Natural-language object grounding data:
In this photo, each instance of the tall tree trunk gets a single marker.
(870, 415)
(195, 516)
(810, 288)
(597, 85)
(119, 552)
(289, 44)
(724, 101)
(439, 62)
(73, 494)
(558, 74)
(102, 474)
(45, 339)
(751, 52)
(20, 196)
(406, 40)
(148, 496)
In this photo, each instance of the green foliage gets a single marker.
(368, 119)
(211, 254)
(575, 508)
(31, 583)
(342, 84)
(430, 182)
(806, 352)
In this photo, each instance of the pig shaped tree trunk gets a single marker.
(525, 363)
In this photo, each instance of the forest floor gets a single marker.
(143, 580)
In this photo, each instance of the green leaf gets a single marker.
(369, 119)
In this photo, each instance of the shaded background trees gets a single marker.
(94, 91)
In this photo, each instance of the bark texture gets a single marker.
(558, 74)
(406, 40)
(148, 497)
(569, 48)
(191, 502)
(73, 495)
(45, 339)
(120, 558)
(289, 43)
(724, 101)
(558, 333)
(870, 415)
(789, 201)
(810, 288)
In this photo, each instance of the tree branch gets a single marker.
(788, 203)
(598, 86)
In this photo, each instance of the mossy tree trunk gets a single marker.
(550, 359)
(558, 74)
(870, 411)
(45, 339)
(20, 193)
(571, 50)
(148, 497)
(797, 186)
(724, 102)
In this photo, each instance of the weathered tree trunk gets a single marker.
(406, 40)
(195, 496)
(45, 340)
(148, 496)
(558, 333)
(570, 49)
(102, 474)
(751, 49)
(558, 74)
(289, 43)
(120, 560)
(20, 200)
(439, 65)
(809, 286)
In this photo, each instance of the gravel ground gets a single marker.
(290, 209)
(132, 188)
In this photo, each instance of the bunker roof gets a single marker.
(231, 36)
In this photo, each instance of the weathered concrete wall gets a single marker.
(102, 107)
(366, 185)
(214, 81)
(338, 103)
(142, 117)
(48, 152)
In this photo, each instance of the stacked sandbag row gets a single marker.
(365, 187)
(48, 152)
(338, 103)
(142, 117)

### [Exercise objective]
Transcribe the data above exactly as it reads.

### [Written answer]
In this photo, each instance of the tall tree trunk gets a single marker.
(870, 415)
(195, 516)
(810, 288)
(597, 85)
(119, 552)
(289, 44)
(724, 101)
(439, 62)
(73, 494)
(558, 74)
(102, 474)
(45, 339)
(751, 52)
(20, 196)
(406, 40)
(148, 496)
In this photo, each instance of the green foliage gets a single marker.
(368, 119)
(211, 254)
(575, 508)
(31, 583)
(342, 84)
(430, 182)
(806, 352)
In this photo, each instance of the pig shaped tree trunk gets a single marker.
(525, 363)
In this photo, each instance of the forest floor gets a single marker.
(143, 580)
In this photo, each instance of the green leaf gets a single marker.
(369, 119)
In this photo, each instance of the shaded background trees gets a single marker.
(94, 91)
In this photo, each instance of the bark texture gets a single marker.
(558, 74)
(406, 40)
(148, 497)
(569, 48)
(191, 502)
(73, 495)
(45, 339)
(120, 558)
(289, 43)
(724, 101)
(558, 333)
(870, 415)
(789, 201)
(810, 288)
In this photo, each instance of the tree branch gets a single marker.
(788, 203)
(598, 86)
In this photo, each instance of the mossy tree trunk gets a single marker.
(550, 359)
(558, 74)
(870, 411)
(45, 339)
(20, 193)
(571, 50)
(148, 497)
(797, 186)
(724, 102)
In this photo, each instance of the weathered tree trunk gets a single marker.
(406, 40)
(195, 496)
(45, 340)
(148, 496)
(558, 333)
(570, 49)
(102, 474)
(751, 49)
(558, 74)
(289, 43)
(120, 560)
(20, 200)
(439, 65)
(809, 286)
In this photo, each instance of the gravel ground gets a single marker.
(290, 209)
(132, 188)
In this photo, each instance of the bunker roof gets a single marker.
(231, 36)
In this photo, each instance of the weathered concrete wall gets a single marker.
(102, 107)
(366, 185)
(214, 81)
(338, 103)
(142, 117)
(48, 152)
In this photo, each instance of the stacked sandbag row gets a single marker.
(365, 187)
(48, 152)
(338, 103)
(142, 117)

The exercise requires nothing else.